• **SOURCE RECORDS**:
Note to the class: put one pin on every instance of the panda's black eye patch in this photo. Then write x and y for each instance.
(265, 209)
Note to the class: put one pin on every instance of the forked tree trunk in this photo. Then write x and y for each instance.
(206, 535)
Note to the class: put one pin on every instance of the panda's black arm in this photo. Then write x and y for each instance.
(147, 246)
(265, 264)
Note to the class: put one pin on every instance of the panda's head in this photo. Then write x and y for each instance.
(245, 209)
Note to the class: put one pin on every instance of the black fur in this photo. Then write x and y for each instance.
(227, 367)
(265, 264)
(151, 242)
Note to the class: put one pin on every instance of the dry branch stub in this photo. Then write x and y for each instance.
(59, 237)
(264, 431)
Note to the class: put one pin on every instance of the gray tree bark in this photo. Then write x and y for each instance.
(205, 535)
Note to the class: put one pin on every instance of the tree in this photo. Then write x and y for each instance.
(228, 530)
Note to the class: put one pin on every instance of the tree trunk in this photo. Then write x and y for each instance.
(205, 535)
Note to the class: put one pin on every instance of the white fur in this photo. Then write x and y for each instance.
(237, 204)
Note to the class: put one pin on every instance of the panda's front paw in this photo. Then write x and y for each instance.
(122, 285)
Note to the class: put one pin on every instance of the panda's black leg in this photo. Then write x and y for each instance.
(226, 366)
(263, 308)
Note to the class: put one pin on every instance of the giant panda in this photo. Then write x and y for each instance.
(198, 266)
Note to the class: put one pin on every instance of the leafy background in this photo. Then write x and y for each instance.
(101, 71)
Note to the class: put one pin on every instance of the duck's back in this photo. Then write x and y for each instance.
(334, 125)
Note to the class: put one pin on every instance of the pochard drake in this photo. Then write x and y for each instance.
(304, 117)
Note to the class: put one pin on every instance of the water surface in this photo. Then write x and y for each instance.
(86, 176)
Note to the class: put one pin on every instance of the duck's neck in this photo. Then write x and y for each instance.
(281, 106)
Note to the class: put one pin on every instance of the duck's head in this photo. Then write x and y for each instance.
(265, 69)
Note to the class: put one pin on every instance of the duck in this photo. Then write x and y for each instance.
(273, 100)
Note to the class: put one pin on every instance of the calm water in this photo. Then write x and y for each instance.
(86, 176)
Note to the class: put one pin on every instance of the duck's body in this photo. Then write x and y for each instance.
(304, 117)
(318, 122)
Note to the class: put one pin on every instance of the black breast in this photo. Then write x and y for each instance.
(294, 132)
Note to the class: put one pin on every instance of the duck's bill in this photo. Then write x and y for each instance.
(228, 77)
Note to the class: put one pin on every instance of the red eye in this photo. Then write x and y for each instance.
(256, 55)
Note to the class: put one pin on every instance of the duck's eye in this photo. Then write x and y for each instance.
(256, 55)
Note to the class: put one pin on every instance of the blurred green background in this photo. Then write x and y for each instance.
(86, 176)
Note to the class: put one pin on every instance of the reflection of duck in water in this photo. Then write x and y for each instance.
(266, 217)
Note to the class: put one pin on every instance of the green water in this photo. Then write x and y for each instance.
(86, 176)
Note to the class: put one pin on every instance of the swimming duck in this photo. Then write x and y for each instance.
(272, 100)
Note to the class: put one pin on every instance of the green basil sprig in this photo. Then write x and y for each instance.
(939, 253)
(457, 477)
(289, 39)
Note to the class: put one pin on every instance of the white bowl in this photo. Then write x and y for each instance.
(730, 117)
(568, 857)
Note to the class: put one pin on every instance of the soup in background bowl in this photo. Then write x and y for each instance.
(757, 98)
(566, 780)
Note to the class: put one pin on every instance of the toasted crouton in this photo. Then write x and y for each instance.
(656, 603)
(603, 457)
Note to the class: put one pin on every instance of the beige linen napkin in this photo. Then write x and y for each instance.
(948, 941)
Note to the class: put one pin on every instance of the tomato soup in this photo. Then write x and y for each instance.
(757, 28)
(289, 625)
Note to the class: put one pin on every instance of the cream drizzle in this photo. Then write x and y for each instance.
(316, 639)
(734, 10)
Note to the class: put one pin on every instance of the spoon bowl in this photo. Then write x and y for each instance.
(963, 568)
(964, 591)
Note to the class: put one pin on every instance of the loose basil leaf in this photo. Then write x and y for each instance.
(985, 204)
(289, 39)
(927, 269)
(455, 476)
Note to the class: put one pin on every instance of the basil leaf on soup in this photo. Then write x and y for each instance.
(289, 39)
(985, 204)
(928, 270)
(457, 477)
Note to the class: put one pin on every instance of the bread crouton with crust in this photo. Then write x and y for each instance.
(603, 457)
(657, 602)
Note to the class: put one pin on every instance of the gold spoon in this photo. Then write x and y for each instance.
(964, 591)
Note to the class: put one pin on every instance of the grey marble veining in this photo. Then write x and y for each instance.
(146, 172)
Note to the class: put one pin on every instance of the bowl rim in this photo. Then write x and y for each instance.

• **THE REQUEST**: Copy out every line from the one containing "of the cream" to the end of the material, both ends included.

• **EXPECTED ANSWER**:
Note to the class: put one pin on every instance of the cream drizzle in this photo. Then write x and y for each instance.
(316, 639)
(734, 10)
Note to the class: put one pin on every instance of the spoon bowl in this photo. Then write x and y for each instance.
(963, 568)
(964, 591)
Note to the class: put one pin on every instance of the loose basil leaf in this photo. Then write x and y for each instance.
(985, 204)
(289, 39)
(927, 269)
(455, 476)
Note to the class: put one pin on every instance of the basil leaf on soup in this photo. Then write x and y for each instance.
(289, 39)
(985, 204)
(928, 270)
(457, 477)
Note to the class: put one pin on every instance of the bread crouton with crust in this photo. Then write x and y for each instance.
(603, 457)
(657, 602)
Note to the class: put one pin on every instance of the gold spoon in this photo. Then write x and y for each instance.
(964, 591)
Note to the class: put one pin on every instance of the grey marble veining in this photo. Then write x and y for each instance.
(146, 172)
Note to the class: put one pin on every instance of the bowl rim in this photo. Then write x and y for each instance.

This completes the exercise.